*** Opening EXCERPTED PASSAGE ***


ความคิดเห็น • 12

  • @luciofranciscodigiacinti3664
    @luciofranciscodigiacinti3664 11 ปีที่แล้ว +2

    Hey y'all, I'm not through with this podcast but already I feel the need to just say I think it's awesome and truly informative and didactic. I'm a history student (college) from Argentina and I'm currently taking an Ethics course on the University of Buenos Aires. We're covering the basics and I choose to relate Aristotle and Nietzsche for my paper; that's where MacIntyre comes in for me, so thx! Thumbs up on the podcast!

  • @TTFMjock
    @TTFMjock 9 ปีที่แล้ว +2

    The fact-value distinction, as far as I can see, is dependent on there being a level of reality, the 'factual' level, that is beyond interpretation, an atomistic level of reality.
    The two propositions fail together. Envisioning reality in terms of equations and mathematical relations is itself an interpretation of the real, and mathematics itself requires interpretive motivations taken from the real world. Hence, 'fact' fails to establish a place for itself that can claim to be outside and 'above' considerations of value.
    As for Macintyre, he abandoned the project of grounding human virtue independently from biology and elaborated upon his ideas of virtue in his subsequent books.

  • @ampgent
    @ampgent 11 ปีที่แล้ว

    I am not sure how long ago this podcast first aired, but I would be interested to hear these gentlemen discuss more about the topic of the fact/value distinction. Hilary Putnam's treatment of this subject in his book "The Collapse of the Fact/Value Dichotomy" comes to mind as a candidate text.

  • @roryscanlon5294
    @roryscanlon5294 10 ปีที่แล้ว +4

    Its not just that there is a health and an unhealthy option for every plant and person, but that to the extent the plant and person are healthy they are truly themselves. As the plants flowers rot or the human being succumbs to alcoholism they become less fully, less really, what they are… so it is not a separable judgement about what we like, to say this or that is good or bad… rather goodness and badness touch the being of the life before us.
    There's no middle ground between a living physics (ancient) and a substantial morality… and the identification of "personal judgements" or ethics as mere taste.

*** Closing EXCERPTED PASSAGE ***
*** Opening DATA PROVIDED ***

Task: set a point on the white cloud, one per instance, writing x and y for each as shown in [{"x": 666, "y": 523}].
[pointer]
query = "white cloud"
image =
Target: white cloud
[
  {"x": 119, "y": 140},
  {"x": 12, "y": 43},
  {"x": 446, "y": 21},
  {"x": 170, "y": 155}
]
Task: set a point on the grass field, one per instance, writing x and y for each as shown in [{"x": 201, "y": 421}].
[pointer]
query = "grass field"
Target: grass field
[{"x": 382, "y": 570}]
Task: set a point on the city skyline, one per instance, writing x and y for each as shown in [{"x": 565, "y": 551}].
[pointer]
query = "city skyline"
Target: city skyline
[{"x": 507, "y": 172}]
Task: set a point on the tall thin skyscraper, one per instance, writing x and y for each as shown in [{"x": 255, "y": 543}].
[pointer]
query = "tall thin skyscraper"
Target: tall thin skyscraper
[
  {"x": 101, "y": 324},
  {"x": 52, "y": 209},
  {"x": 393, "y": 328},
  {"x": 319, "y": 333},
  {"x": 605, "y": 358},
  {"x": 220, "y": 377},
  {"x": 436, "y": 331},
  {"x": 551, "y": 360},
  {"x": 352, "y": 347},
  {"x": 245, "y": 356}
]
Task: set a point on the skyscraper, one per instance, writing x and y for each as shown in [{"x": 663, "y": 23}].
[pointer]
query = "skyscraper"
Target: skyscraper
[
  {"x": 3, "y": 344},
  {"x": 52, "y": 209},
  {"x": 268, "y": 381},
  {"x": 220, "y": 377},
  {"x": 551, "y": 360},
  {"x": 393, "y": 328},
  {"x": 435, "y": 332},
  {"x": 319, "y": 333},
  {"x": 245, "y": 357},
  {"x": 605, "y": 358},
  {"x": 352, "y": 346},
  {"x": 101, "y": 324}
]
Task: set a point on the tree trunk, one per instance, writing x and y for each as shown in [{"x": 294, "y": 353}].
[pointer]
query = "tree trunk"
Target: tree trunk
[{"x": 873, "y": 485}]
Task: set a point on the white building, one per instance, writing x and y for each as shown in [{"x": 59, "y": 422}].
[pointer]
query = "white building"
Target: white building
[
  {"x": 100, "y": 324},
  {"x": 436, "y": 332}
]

*** Closing DATA PROVIDED ***

**PROBLEMS TO WORK ON**.
#1 Quote the podcast comments exactly, everything from "The two propositions" down to "a candidate text.".
#2 Continue the podcast comment thread from the point where it stops.
The listing was taken from a separate source.

**RESPONSES IN ORDER**.
#1
The two propositions fail together. Envisioning reality in terms of equations and mathematical relations is itself an interpretation of the real, and mathematics itself requires interpretive motivations taken from the real world. Hence, 'fact' fails to establish a place for itself that can claim to be outside and 'above' considerations of value.
    As for Macintyre, he abandoned the project of grounding human virtue independently from biology and elaborated upon his ideas of virtue in his subsequent books.

  • @ampgent
    @ampgent 11 ปีที่แล้ว

    I am not sure how long ago this podcast first aired, but I would be interested to hear these gentlemen discuss more about the topic of the fact/value distinction. Hilary Putnam's treatment of this subject in his book "The Collapse of the Fact/Value Dichotomy" comes to mind as a candidate text.

#2
    To embrace the ancient, deeper view of life you have to reject the presumption that empirical experiments (modern science) captures the essential reality of anything whatsoever. To (loosely) quote Schelling, laboratory experimentation is death.
    (the sociopath who says he is exempt from morality because he is not a human being is lying.)

  • @raven_g6667
    @raven_g6667 4 ปีที่แล้ว

    I'd love to see an episode on your thoughts of freuds ego and id theory. Maybe go over some of his book on the topic. (I forget what the book is called)

  • @benrobin111
    @benrobin111 7 ปีที่แล้ว

    where is the rest of this conversation? it just fades out .. :(

    • @matthewniemi9276
      @matthewniemi9276 7 ปีที่แล้ว +1

      The full episode is on their website

    • @Firmus777
      @Firmus777 4 ปีที่แล้ว

      Check the description.

  • @RonJohn63
    @RonJohn63 11 ปีที่แล้ว +1

    It's monumentally *silly* to say that there's a moral prescription that you should NEVER EVER kill anyone EVER.
    I'd kill the one to save 5 and sleep like a baby (but no, I'm not a Utilitarian).

  • @RonJohn63
    @RonJohn63 11 ปีที่แล้ว

    If the polis has to agree on morality, is there room to grow+change? I.e., from a slave-owning aristocracy to a free market capitalism?
    Would/could science have (partly) broken the hold of superstition without the Enlightenment?

    • @mmp2010
      @mmp2010 5 ปีที่แล้ว +1

      Good question! However, it doesn't have to agree, only to a significant degree which gets things going. Dissent and searching questions should be welcome. See, for example, MacIntyre's "Politics, Philosophy and the Common Good"

  • @brendancoulter5761
    @brendancoulter5761 2 ปีที่แล้ว

    ...This discussion proves the first point in the video, modern discussions in ethics are waists of time that missed the point, by having to entertain every possible view point, you have made it impossible to have any meaningful take always from the topic. A list of different things people believe is not useful. It is not a conclusion.